EXTRAIT SOURCE:
************

Comme dans PAPICHA, Houria et ses amies s’émancipent à travers un projet créatif et collectif. Cela renvoie aussi à votre propre activité de cinéaste. L’art collectif est-il un des meilleurs moyens de lutter contre l’oppression ? 

L’art de façon générale peut nous aider à survivre et à obtenir une certaine liberté et plus particulièrement dans des sociétés patriarcales. L’art collectif peut être source d’émancipation et avoir un impact fort. On peut résister avec des images, on peut combattre avec des mots ou avec de la poésie engagée. Dans HOURIA, les femmes se regroupent autour d’un projet artistique collectif et fédérateur, la danse. Ensemble, elles améliorent leur condition de vie et sont plus fortes et plus résistantes. Résister par l’art c’est aussi désobéir, s’insurger, tenir tête, ne pas participer à ce qui est imposé. C’est exactement ce qui arrive aux femmes dans Houria lorsqu’on ferme la salle de danse. Elles refusent d’annuler le spectacle et d’arrêter de danser. Elles ne veulent pas mettre fin à leur projet artistique commun qui a donné un sens à leur vie et conservé leur dignité. Ce spectacle de danse leur permet d’avoir un peu de dignité et de s’évader de la réalité algérienne.

************

DONNÉES EXTRAITES:
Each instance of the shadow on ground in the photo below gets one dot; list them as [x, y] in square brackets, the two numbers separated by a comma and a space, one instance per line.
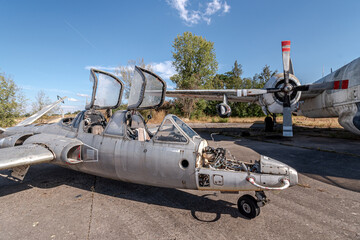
[51, 176]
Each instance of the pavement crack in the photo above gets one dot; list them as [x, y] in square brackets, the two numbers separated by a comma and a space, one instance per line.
[91, 206]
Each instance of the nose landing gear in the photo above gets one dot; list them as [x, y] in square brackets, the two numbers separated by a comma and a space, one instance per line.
[249, 206]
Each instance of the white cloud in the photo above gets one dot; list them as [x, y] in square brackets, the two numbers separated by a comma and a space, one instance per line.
[105, 68]
[164, 69]
[82, 95]
[192, 17]
[71, 108]
[213, 7]
[226, 7]
[72, 99]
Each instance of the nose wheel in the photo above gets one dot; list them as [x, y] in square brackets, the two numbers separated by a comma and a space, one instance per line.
[250, 207]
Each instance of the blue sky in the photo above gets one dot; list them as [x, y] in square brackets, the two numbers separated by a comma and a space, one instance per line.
[49, 45]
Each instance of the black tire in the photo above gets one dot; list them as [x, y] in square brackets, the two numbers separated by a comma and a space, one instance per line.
[248, 207]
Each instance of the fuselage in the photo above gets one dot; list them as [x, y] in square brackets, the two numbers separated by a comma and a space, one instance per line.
[343, 101]
[157, 161]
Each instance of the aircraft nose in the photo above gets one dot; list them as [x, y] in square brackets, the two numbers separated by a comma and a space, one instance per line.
[293, 177]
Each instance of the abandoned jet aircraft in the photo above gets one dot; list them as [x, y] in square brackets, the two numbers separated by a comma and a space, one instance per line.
[335, 95]
[123, 148]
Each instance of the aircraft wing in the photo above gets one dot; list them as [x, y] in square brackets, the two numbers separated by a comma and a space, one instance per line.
[312, 90]
[28, 154]
[234, 95]
[39, 114]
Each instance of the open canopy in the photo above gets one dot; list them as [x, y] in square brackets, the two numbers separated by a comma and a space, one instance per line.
[107, 90]
[147, 90]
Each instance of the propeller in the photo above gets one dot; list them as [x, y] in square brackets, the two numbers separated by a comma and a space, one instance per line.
[287, 89]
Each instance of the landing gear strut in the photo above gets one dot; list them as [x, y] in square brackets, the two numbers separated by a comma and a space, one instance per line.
[249, 206]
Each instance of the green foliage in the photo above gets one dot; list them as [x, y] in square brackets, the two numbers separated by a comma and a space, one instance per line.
[195, 63]
[11, 101]
[231, 80]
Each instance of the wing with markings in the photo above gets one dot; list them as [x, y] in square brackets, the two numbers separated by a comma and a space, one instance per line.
[234, 95]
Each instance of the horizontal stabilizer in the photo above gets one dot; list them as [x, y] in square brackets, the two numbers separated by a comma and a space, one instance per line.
[28, 154]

************

TRAVAIL DEMANDÉ:
a: Selon l'extrait source, à quoi revient aussi le fait de résister par l'art ? Relevez toutes les actions énumérées.
b: D'après l'extrait source, autour de quel projet artistique collectif les femmes se regroupent-elles dans HOURIA ?

RÉPONSES PAR CONSIGNE:
a: désobéir ; s'insurger ; tenir tête ; ne pas participer à ce qui est imposé

b: Elles se regroupent autour de la danse.